Petunjuk Latihan –
1. Tuliskan persis bagian teks tentang Rembuk Nasional 2016 yang dibuka dengan kata-kata berisi "Shambazy: Rembuk Nasional" dan ditutup dengan "tahun ke depan.".
2. Tampilkan setiap baris entri yang memuat kata "lava".

Teks yang Ditampilkan –
┄┄┄┄┄┄┄┄┄┄┄┄┄┄┄┄┄┄┄┄

Rabu, 02 November 2016

Shambazy: Rembuk Nasional 2016



Rembuk Nasional 2016
Oleh: Budiarto Shambazy

Meskipun persiapan minim, Rembuk Nasional 2016 terbilang sukses sebagai ajang public hearing untuk menampung berbagai masukan untuk disampaikan kepada pemerintahan Joko Widodo-Jusuf Kalla. Semua masukan secara simbolis diserahkan kepada Menko Polhukam Wiranto. Lebih dari 1.000 peserta menghadiri Rembuk Nasional 2016. Partisipasi mereka dibagi tujuh ”ruang rembuk” yang mengategorikan isu/persoalan penting yang dihadapi pemerintahan Jokowi-Kalla selama dua tahun memerintah dan 2,5 tahun ke depan.

┄┄┄┄┄┄┄┄┄┄┄┄┄┄┄┄┄┄┄┄

Bahan yang Diambil –
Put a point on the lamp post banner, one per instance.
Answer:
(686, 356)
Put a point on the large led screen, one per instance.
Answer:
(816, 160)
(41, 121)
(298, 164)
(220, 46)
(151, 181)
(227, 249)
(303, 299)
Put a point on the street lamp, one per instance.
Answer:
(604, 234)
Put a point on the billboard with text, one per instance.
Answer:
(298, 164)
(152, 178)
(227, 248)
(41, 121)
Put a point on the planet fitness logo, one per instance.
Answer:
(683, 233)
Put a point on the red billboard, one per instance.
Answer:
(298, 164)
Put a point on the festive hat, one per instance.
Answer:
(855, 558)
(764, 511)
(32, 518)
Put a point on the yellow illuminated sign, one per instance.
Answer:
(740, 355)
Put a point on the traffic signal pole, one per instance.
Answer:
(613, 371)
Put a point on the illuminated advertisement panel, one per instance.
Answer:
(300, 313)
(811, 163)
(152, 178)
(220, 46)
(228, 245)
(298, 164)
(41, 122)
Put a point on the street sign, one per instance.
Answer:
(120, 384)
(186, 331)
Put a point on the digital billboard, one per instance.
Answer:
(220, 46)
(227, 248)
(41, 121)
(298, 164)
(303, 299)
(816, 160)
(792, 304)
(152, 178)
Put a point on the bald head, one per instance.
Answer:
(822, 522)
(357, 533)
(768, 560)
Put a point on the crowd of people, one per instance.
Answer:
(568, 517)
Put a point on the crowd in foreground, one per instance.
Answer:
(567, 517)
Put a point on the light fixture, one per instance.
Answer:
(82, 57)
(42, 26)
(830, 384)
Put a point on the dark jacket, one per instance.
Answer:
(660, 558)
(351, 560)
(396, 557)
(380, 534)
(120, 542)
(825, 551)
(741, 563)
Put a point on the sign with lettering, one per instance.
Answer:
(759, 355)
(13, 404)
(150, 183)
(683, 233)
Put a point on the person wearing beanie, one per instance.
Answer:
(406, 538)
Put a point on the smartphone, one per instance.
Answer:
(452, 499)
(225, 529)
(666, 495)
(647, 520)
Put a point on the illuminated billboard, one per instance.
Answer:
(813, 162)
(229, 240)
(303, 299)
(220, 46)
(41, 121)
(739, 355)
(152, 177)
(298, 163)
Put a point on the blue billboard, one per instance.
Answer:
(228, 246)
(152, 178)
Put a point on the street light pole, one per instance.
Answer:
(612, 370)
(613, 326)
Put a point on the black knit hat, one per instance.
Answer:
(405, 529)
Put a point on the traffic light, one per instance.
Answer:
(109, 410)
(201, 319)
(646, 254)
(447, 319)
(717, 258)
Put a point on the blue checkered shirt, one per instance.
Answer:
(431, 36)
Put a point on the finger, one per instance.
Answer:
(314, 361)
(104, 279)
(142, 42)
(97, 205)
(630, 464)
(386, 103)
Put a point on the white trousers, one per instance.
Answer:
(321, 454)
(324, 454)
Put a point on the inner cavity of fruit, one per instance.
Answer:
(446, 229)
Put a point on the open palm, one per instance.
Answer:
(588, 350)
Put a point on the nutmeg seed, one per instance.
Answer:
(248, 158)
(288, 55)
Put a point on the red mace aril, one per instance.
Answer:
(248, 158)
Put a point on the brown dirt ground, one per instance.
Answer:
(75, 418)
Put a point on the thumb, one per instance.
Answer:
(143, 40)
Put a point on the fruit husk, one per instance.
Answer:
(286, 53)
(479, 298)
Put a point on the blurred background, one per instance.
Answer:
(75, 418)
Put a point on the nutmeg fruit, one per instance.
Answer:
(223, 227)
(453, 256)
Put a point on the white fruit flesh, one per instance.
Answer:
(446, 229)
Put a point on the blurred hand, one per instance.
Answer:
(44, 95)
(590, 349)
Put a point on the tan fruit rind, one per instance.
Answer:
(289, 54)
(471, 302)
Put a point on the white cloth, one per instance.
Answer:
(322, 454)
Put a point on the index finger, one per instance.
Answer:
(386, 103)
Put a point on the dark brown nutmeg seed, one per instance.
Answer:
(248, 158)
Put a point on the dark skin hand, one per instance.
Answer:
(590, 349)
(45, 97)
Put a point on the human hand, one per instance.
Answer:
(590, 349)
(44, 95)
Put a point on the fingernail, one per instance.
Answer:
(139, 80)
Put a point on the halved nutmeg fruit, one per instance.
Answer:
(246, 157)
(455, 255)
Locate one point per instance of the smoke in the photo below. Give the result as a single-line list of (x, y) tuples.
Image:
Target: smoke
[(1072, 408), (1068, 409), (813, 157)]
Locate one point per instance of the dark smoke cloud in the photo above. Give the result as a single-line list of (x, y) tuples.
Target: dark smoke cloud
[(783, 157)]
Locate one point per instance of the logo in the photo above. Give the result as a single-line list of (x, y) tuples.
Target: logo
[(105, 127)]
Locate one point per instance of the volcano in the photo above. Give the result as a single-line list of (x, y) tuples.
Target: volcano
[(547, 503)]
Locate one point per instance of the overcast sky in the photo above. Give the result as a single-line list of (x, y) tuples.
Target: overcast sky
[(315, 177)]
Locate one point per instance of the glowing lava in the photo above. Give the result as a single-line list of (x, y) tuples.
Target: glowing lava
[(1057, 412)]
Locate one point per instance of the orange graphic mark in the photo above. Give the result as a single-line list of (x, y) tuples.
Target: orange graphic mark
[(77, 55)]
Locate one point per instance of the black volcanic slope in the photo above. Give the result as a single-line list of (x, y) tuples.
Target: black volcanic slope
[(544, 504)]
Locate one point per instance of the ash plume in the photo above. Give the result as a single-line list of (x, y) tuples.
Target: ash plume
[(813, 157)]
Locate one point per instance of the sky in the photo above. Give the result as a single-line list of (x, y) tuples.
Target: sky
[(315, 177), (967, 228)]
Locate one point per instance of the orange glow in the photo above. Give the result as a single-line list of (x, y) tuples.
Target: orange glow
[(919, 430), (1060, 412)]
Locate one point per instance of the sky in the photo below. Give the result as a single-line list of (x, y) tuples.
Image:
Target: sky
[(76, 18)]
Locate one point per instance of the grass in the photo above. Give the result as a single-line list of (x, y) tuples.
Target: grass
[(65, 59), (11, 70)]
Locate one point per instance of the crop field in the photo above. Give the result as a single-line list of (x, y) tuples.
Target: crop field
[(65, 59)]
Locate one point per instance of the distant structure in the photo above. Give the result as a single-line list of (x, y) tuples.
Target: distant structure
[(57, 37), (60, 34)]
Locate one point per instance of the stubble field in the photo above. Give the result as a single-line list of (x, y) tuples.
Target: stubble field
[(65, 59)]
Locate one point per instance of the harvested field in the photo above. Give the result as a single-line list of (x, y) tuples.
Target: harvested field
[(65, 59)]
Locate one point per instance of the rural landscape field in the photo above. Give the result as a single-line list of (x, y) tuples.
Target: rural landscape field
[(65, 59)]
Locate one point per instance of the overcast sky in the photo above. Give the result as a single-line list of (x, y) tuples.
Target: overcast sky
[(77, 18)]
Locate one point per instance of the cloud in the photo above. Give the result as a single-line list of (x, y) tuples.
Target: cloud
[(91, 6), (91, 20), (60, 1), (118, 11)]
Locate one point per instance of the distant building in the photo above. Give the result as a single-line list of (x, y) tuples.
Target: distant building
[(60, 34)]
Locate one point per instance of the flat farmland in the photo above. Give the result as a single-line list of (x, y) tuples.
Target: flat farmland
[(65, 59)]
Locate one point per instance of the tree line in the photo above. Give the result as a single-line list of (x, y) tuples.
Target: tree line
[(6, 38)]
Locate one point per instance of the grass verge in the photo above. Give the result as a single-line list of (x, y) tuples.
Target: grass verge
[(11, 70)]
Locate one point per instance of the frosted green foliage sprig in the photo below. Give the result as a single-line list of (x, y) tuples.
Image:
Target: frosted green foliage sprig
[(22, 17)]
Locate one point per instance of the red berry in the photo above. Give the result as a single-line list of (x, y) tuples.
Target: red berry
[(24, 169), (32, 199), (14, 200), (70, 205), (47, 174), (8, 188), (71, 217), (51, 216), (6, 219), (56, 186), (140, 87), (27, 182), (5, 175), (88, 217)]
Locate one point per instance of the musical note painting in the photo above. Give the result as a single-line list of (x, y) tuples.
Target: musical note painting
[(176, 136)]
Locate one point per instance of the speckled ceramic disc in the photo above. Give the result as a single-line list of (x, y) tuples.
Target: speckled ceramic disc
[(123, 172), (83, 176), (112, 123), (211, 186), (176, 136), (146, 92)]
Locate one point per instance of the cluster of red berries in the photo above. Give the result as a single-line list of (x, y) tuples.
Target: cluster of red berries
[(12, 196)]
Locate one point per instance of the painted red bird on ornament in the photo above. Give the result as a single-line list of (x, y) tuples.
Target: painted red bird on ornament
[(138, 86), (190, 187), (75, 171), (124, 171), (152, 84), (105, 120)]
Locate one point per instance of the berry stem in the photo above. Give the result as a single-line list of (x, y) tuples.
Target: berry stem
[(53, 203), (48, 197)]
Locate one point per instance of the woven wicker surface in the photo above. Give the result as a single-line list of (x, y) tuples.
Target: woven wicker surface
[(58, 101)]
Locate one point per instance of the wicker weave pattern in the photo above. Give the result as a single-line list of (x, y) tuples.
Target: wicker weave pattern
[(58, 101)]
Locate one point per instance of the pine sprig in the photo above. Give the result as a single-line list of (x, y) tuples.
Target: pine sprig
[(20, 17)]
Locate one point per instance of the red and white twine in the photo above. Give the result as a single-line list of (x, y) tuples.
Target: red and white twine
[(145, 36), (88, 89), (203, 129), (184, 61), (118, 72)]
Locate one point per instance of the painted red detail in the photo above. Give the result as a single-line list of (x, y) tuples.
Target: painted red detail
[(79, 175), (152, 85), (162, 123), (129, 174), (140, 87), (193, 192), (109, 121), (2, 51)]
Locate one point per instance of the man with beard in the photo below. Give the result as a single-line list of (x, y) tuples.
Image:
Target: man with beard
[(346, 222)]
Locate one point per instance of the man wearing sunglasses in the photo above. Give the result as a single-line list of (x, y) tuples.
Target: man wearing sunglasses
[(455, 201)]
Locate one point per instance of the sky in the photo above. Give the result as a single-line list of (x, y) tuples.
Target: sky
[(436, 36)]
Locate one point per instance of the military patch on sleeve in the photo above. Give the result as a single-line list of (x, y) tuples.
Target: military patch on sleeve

┄┄┄┄┄┄┄┄┄┄┄┄┄┄┄┄┄┄┄┄

Hasil Tiap Tugas –
1.
Shambazy: Rembuk Nasional 2016



Rembuk Nasional 2016
Oleh: Budiarto Shambazy

Meskipun persiapan minim, Rembuk Nasional 2016 terbilang sukses sebagai ajang public hearing untuk menampung berbagai masukan untuk disampaikan kepada pemerintahan Joko Widodo-Jusuf Kalla. Semua masukan secara simbolis diserahkan kepada Menko Polhukam Wiranto. Lebih dari 1.000 peserta menghadiri Rembuk Nasional 2016. Partisipasi mereka dibagi tujuh ”ruang rembuk” yang mengategorikan isu/persoalan penting yang dihadapi pemerintahan Jokowi-Kalla selama dua tahun memerintah dan 2,5 tahun ke depan.

2.
Locate one point per instance of the glowing lava in the photo above. Give the result as a single-line list of (x, y) tuples.
Target: glowing lava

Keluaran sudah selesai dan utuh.